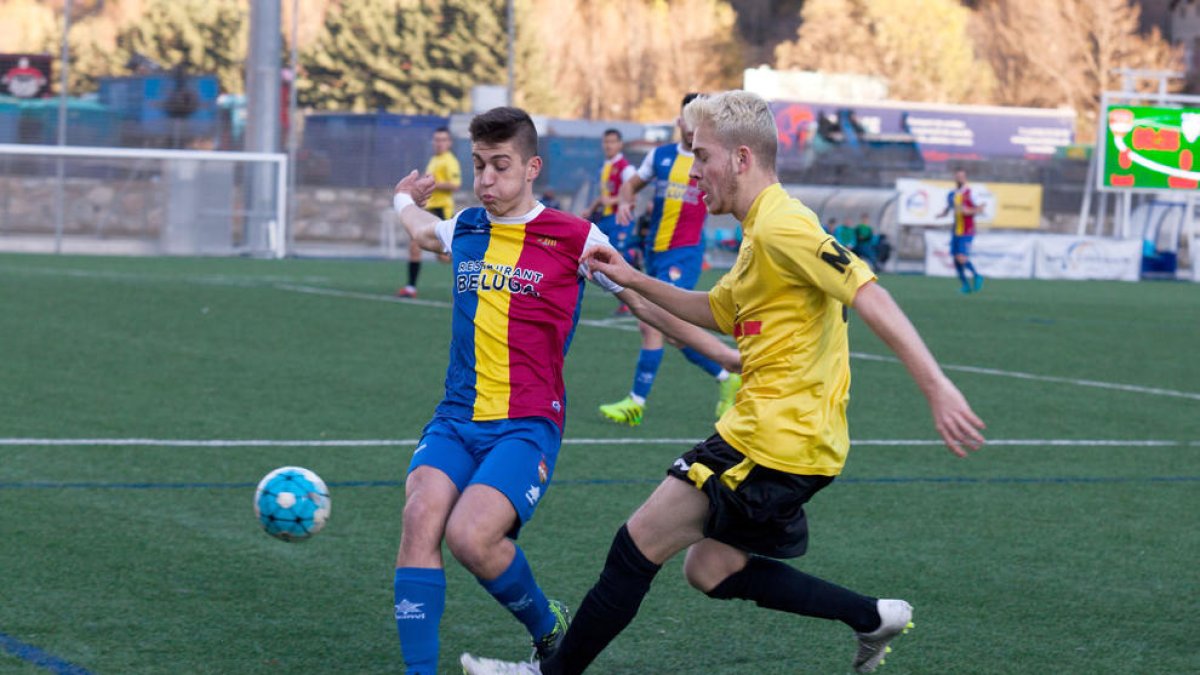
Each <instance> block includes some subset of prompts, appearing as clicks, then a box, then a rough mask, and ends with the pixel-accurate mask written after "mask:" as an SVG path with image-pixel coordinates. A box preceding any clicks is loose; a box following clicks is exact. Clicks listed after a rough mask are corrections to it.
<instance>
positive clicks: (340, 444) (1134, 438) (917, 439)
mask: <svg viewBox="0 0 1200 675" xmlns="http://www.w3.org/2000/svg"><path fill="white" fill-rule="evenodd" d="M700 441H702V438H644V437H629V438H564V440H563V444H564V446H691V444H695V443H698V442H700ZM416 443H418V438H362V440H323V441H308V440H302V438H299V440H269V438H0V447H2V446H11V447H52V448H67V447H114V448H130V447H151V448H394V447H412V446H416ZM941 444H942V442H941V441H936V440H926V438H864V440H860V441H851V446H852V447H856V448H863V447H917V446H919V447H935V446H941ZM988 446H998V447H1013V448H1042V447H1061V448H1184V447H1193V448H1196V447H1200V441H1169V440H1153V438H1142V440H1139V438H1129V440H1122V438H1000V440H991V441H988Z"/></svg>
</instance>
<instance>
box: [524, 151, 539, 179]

▶ Activity:
Render the lines of all the entries above as a Markdown table with two columns, Row and Line, numbering each row and omitting blank lines. Leave the pictures out of the table.

▶ Task result:
| Row | Line |
|---|---|
| 1 | Each <instance> block includes some subset of prompts, appearing as clicks, then a box, then a rough mask, and ends with the pixel-accurate mask written after "mask:" as an SVG path with image-pixel coordinates. A box preceding any clicks is loose; a box following clicks is exact. Clicks listed after a rough mask are corrections to it. |
| 2 | <instance> |
| 3 | positive clicks: (340, 444) (1134, 438) (917, 439) |
| 4 | mask: <svg viewBox="0 0 1200 675" xmlns="http://www.w3.org/2000/svg"><path fill="white" fill-rule="evenodd" d="M700 441H702V438H644V437H629V438H564V440H563V444H564V446H691V444H695V443H698V442H700ZM416 443H418V438H362V440H323V441H308V440H302V438H299V440H269V438H0V447H2V446H11V447H52V448H67V447H114V448H130V447H151V448H394V447H412V446H416ZM941 444H942V442H941V441H936V440H926V438H864V440H860V441H851V446H852V447H856V448H863V447H917V446H919V447H935V446H941ZM988 446H998V447H1013V448H1042V447H1061V448H1184V447H1193V448H1196V447H1200V441H1169V440H1153V438H1142V440H1139V438H1129V440H1122V438H1000V440H991V441H988Z"/></svg> |
| 5 | </instance> |
| 6 | <instance> |
| 7 | box: [524, 151, 539, 179] |